» WORK TO COMPLETE:
Repeat only the lines below from the one containing "target | shoe laces" through the one containing "target | girl's ponytail", inclusive, exactly as written.

» ENTRIES SUPPLIED:
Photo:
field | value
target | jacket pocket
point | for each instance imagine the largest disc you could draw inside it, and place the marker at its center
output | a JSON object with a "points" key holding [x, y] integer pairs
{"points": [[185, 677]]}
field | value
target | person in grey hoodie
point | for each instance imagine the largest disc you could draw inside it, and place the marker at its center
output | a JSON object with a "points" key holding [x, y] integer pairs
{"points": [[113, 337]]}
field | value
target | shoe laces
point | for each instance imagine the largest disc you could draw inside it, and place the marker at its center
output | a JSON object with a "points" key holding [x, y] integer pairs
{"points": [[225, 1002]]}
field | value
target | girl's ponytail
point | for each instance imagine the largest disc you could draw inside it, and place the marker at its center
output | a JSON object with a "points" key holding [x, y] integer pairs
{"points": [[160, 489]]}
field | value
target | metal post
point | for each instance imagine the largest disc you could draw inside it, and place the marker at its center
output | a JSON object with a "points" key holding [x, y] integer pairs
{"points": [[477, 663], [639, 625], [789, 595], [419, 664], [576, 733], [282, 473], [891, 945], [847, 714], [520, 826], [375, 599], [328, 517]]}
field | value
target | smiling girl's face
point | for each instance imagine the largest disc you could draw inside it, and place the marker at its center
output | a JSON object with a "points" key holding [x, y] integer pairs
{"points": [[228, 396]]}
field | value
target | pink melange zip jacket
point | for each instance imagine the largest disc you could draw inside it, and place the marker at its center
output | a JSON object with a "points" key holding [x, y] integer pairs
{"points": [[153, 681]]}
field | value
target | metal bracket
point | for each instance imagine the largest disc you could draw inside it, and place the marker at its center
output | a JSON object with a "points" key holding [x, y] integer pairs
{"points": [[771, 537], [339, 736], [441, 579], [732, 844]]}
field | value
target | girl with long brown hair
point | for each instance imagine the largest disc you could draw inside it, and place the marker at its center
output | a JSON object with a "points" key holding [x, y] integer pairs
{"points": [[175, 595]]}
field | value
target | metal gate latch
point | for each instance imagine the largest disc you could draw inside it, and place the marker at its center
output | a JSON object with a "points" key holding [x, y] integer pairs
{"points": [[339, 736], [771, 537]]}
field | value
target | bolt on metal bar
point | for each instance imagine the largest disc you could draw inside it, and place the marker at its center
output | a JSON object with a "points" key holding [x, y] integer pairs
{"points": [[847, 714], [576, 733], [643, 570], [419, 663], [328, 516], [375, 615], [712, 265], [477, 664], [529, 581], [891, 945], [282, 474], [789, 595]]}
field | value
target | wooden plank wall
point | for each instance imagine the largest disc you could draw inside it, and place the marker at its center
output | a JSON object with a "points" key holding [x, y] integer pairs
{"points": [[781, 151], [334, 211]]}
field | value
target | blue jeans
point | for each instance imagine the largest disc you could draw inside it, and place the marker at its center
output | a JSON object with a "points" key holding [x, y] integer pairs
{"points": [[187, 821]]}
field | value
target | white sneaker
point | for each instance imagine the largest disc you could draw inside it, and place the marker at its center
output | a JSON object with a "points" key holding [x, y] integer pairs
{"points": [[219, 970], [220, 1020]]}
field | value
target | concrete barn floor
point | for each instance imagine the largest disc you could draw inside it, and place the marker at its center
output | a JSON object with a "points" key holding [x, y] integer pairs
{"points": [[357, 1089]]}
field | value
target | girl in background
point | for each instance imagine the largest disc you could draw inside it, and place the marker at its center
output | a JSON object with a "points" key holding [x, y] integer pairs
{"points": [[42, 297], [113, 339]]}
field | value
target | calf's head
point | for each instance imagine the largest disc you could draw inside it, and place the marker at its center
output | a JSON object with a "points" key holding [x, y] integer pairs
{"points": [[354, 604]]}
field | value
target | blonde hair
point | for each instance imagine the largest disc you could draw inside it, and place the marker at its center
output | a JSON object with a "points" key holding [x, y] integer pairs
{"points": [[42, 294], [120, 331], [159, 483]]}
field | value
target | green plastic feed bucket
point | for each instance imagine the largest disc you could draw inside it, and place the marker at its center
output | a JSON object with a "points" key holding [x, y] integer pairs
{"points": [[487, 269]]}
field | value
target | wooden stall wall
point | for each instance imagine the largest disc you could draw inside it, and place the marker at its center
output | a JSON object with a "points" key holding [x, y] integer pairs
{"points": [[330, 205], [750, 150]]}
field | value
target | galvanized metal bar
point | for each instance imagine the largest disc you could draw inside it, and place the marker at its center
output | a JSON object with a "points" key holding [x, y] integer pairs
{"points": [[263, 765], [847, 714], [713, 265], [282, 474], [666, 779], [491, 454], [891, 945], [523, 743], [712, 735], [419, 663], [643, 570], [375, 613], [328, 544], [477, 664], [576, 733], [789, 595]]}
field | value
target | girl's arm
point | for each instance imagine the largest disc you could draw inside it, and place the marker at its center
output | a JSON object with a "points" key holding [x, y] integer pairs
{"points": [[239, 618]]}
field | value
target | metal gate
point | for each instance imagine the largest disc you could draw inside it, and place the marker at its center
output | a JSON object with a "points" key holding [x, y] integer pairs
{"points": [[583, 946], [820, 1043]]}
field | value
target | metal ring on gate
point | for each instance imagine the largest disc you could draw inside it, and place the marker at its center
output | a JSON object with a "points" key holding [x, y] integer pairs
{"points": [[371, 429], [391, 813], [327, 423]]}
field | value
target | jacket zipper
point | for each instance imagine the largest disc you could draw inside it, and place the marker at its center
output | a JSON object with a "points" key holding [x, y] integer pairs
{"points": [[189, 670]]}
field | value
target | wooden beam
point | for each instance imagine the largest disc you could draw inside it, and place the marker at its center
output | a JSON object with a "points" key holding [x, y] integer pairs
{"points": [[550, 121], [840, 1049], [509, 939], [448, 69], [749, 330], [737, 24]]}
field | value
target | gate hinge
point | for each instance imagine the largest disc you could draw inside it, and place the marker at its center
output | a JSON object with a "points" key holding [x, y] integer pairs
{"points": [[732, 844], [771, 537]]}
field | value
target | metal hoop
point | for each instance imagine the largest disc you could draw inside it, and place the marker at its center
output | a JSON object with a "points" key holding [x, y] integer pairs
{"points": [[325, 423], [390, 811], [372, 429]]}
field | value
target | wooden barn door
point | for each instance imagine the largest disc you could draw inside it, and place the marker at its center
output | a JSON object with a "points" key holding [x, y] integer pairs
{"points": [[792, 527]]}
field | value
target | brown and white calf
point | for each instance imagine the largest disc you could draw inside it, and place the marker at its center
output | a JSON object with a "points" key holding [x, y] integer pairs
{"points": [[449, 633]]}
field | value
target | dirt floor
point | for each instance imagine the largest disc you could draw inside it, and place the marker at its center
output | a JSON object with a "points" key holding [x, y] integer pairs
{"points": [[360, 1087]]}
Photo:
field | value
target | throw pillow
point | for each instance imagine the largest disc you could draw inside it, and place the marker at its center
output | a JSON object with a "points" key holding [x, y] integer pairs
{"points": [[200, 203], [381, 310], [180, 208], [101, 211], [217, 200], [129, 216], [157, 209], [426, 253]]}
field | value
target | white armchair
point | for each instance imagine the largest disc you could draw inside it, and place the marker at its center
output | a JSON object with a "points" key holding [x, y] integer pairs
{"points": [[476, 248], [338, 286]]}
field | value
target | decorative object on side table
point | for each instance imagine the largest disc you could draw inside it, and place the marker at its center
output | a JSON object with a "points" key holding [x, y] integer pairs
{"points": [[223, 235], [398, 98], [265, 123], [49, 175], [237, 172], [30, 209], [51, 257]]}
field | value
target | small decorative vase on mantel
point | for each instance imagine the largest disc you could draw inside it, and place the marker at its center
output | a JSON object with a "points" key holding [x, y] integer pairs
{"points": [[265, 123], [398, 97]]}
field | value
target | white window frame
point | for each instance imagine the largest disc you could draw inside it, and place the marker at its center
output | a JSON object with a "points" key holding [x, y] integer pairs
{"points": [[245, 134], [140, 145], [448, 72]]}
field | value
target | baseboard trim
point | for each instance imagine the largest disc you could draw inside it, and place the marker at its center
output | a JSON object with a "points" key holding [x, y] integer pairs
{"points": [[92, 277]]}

» WRITTEN RESPONSE:
target | shoe laces
point | for each instance imagine the largest disc you could draw inside it, and place the marker at its center
output | a JSON object with a "points" key holding [x, y] integer pairs
{"points": [[225, 1002]]}
field | value
target | girl's ponytail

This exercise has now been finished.